WORK TO BE COMPLETED:
Output the records below again, precisely as they are written.

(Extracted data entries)
* * * *

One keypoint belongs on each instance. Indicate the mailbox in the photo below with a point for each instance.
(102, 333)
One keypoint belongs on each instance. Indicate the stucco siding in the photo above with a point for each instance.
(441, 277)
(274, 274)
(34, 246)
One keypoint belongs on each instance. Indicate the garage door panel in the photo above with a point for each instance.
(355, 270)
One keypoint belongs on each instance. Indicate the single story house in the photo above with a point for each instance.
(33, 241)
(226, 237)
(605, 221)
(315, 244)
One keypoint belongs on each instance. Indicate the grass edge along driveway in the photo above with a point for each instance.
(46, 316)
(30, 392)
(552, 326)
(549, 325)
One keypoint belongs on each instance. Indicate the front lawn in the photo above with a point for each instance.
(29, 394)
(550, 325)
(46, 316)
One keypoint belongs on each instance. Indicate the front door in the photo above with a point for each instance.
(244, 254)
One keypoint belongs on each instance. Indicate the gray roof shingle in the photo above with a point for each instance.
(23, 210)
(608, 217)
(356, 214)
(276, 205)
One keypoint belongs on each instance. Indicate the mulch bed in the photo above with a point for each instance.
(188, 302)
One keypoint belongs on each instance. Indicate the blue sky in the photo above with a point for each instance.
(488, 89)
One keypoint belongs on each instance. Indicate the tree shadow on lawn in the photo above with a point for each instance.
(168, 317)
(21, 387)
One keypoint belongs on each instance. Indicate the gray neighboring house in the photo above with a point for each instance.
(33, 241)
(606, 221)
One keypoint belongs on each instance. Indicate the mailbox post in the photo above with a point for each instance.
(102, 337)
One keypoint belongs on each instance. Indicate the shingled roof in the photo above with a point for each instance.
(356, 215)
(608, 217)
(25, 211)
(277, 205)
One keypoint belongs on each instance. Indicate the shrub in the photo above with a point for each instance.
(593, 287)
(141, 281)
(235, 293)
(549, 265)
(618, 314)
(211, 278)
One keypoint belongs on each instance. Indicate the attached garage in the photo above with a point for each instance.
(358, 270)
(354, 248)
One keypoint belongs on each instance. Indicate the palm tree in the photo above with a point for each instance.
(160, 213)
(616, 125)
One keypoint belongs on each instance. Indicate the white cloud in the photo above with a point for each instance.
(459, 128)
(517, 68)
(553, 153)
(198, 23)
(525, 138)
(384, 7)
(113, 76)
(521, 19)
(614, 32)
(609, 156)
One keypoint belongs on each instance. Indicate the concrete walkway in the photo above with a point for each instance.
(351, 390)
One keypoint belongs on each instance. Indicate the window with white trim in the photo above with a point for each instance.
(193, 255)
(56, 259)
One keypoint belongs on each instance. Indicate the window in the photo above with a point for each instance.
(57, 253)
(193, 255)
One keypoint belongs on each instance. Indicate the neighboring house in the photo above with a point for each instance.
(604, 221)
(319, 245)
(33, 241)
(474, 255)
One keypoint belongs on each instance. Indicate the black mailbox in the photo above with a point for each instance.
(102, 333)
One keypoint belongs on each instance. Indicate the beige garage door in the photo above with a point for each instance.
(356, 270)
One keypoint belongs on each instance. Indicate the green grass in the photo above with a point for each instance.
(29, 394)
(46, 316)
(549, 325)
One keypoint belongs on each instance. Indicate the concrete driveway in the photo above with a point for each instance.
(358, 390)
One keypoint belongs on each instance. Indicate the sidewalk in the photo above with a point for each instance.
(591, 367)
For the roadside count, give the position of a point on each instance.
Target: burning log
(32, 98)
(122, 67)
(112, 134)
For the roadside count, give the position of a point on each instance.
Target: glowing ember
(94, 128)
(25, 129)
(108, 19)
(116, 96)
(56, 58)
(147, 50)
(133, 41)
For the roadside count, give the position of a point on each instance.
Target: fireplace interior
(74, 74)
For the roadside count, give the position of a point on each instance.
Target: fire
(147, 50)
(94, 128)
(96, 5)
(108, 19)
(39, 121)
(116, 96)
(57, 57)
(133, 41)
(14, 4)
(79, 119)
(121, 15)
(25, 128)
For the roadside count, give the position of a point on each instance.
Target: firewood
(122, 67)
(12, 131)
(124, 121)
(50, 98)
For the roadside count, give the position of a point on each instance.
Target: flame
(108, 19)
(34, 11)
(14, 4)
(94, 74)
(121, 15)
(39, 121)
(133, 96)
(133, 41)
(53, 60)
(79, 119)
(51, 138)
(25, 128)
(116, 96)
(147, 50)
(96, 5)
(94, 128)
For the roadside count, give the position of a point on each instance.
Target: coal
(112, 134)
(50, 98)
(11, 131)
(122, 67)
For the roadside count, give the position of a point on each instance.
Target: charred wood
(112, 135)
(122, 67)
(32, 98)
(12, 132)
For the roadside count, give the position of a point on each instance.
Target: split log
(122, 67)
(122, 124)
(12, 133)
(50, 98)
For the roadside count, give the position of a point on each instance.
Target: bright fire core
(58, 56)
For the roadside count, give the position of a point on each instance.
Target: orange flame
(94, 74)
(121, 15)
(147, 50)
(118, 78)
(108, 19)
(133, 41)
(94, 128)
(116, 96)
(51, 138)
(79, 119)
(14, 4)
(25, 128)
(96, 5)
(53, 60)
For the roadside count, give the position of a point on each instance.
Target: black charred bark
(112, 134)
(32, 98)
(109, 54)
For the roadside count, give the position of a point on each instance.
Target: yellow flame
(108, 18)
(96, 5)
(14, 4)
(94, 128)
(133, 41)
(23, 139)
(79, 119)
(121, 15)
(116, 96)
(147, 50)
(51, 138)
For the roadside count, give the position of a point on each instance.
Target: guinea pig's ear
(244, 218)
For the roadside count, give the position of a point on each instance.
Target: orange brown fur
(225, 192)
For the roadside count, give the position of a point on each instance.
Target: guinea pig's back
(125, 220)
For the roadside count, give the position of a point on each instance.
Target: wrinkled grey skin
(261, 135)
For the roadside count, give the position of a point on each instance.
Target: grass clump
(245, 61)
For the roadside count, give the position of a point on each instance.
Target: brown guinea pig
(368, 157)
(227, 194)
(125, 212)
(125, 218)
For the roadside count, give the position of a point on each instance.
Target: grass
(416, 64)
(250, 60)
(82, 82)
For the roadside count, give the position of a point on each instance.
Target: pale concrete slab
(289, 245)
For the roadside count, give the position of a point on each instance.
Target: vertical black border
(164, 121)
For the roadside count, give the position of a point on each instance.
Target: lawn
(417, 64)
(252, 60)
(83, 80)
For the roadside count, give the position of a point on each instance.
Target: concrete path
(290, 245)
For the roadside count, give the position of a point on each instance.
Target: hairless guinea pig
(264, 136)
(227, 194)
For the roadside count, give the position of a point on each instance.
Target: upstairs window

* * * *

TASK RESULT:
One keypoint belongs on each instance. Indicate the mailbox in the photo below with a point for each instance.
(102, 333)
One keypoint belongs on each instance. Indicate the stucco siding in the photo above with a point for each instance.
(441, 277)
(274, 274)
(34, 246)
One keypoint belongs on each instance. Indicate the garage door panel in the photo above with a point for each instance.
(355, 270)
One keypoint belongs on each instance. Indicate the single story house in the photo above with a point for each instance.
(33, 241)
(226, 237)
(605, 221)
(315, 244)
One keypoint belongs on each instance. Indicate the grass edge along driveway in the photo above with a point for each instance.
(46, 316)
(30, 392)
(552, 326)
(549, 325)
One keypoint belongs on each instance. Indicate the front lawn in the photo above with a point for each instance.
(29, 394)
(550, 325)
(46, 316)
One keypoint belongs on each instance. Indicate the front door in the photo above with a point for each instance.
(244, 254)
One keypoint belongs on each instance. Indicate the gray roof shingle in the photo above with a point for each instance.
(23, 210)
(608, 217)
(356, 214)
(276, 205)
One keypoint belongs on each instance. Indicate the mulch bed in the photo above with a point for each instance.
(188, 302)
One keypoint belongs on each instance. Indicate the blue sky in the photo above with a point for each instance.
(488, 89)
One keypoint belongs on each instance. Indicate the tree shadow on lawn in the photo above with a point for each instance.
(168, 317)
(21, 387)
One keypoint belongs on each instance. Indicate the gray neighboring house in the photo above with a point for each instance.
(33, 241)
(606, 221)
One keypoint belongs on each instance. Indicate the mailbox post in the photo above with a point for each instance.
(102, 337)
One keypoint belongs on each instance. Indicate the shingled roof in the photo above with a point for each instance.
(356, 215)
(608, 217)
(25, 211)
(277, 205)
One keypoint belongs on each instance. Indicate the shrub in the photo above with a point for each instance.
(593, 287)
(141, 281)
(235, 293)
(549, 265)
(618, 314)
(211, 278)
One keypoint belongs on each instance. Indicate the attached garage in the photo above with a point for each instance.
(358, 270)
(354, 248)
One keypoint belongs on each instance. Indicate the palm tree in the photo above with a point for each instance.
(160, 213)
(616, 125)
One keypoint belongs on each instance. Indicate the white cloud in the photo above with a point for each instance.
(459, 128)
(517, 68)
(553, 153)
(198, 23)
(525, 138)
(384, 7)
(113, 76)
(521, 19)
(614, 32)
(609, 156)
One keypoint belongs on each instance. Indicate the concrete walkway in the photo above with a point for each instance.
(351, 390)
One keypoint belongs on each instance. Indicate the window with white trim in the photo above with a point for each instance.
(193, 255)
(56, 259)
One keypoint belongs on each instance. Indicate the window in the photo above with a point for each instance.
(57, 253)
(193, 255)
One keypoint belongs on each instance. Indicate the neighboring house in the photo above with a point for each instance.
(604, 221)
(319, 245)
(33, 241)
(474, 255)
One keypoint belongs on each instance. Indicate the black mailbox in the photo above with a point for each instance.
(102, 333)
One keypoint belongs on each instance. Indicate the beige garage door in the photo above with a point for each instance.
(356, 270)
One keypoint belongs on each instance. Indicate the green grass in the photo above with a point for each instance.
(29, 394)
(46, 316)
(549, 325)
One keypoint belongs on each instance. Indicate the concrete driveway in the photo above with a point for each instance.
(358, 390)
One keypoint belongs on each instance. Indicate the sidewalk in the photo above with a point for each instance.
(591, 367)
For the roadside count, give the position of a point on each instance.
Target: burning log
(32, 98)
(122, 67)
(112, 134)
For the roadside count, give the position of a point on each instance.
Target: glowing ember
(94, 128)
(25, 129)
(108, 19)
(116, 96)
(56, 58)
(147, 50)
(133, 41)
For the roadside count, give the position of a point on each instance.
Target: fireplace interior
(74, 74)
For the roadside count, give the position of a point on each instance.
Target: fire
(147, 50)
(94, 128)
(96, 5)
(108, 19)
(39, 121)
(116, 96)
(57, 57)
(133, 41)
(14, 4)
(79, 119)
(121, 15)
(25, 128)
For the roadside count, give the position of a point on each instance.
Target: firewood
(122, 67)
(12, 131)
(124, 121)
(50, 98)
For the roadside count, give the position of a point on each instance.
Target: flame
(108, 19)
(34, 11)
(14, 4)
(94, 74)
(121, 15)
(39, 121)
(133, 96)
(133, 41)
(53, 60)
(79, 119)
(51, 138)
(25, 128)
(116, 96)
(147, 50)
(96, 5)
(94, 128)
For the roadside count, give the position of a point on each instance.
Target: coal
(112, 134)
(50, 98)
(11, 131)
(122, 67)
For the roadside count, give the position of a point on each instance.
Target: charred wood
(112, 135)
(122, 67)
(32, 98)
(12, 132)
For the roadside count, give the position of a point on each instance.
Target: split log
(122, 67)
(122, 124)
(12, 133)
(50, 98)
For the roadside count, give the position of a point on each instance.
Target: bright fire core
(58, 56)
For the roadside count, give the position of a point on each instance.
Target: orange flame
(94, 74)
(121, 15)
(147, 50)
(118, 78)
(108, 19)
(133, 41)
(94, 128)
(116, 96)
(51, 138)
(79, 119)
(14, 4)
(25, 128)
(96, 5)
(53, 60)
For the roadside count, give the position of a point on each instance.
Target: black charred bark
(112, 134)
(32, 98)
(109, 54)
For the roadside count, give the position of a point on each instance.
Target: yellow flame
(108, 18)
(96, 5)
(14, 4)
(94, 128)
(133, 41)
(23, 139)
(79, 119)
(121, 15)
(116, 96)
(147, 50)
(51, 138)
For the roadside count, give the position of a point on each instance.
Target: guinea pig's ear
(244, 218)
For the roadside count, give the position of a point on each instance.
Target: orange brown fur
(225, 192)
For the roadside count, give the position of a point on each instance.
Target: guinea pig's back
(125, 220)
For the roadside count, give the position of a point on each instance.
Target: wrinkled grey skin
(261, 135)
For the roadside count, give the position of a point on each instance.
Target: grass clump
(245, 61)
For the roadside count, give the position of a point on each instance.
Target: brown guinea pig
(368, 157)
(227, 194)
(125, 212)
(125, 218)
For the roadside count, give the position of a point on each instance.
Target: grass
(416, 64)
(250, 60)
(82, 82)
For the roadside count, give the position of a point on each instance.
Target: pale concrete slab
(289, 245)
For the roadside count, give the position of a point on each instance.
Target: vertical black border
(164, 121)
For the roadside count, give the position of a point on each instance.
Target: lawn
(417, 64)
(252, 60)
(83, 80)
For the roadside count, give the position of a point on each instance.
Target: concrete path
(290, 245)
For the roadside count, give the position of a point on each instance.
Target: hairless guinea pig
(264, 136)
(227, 194)
For the roadside count, give the position of a point on each instance.
Target: upstairs window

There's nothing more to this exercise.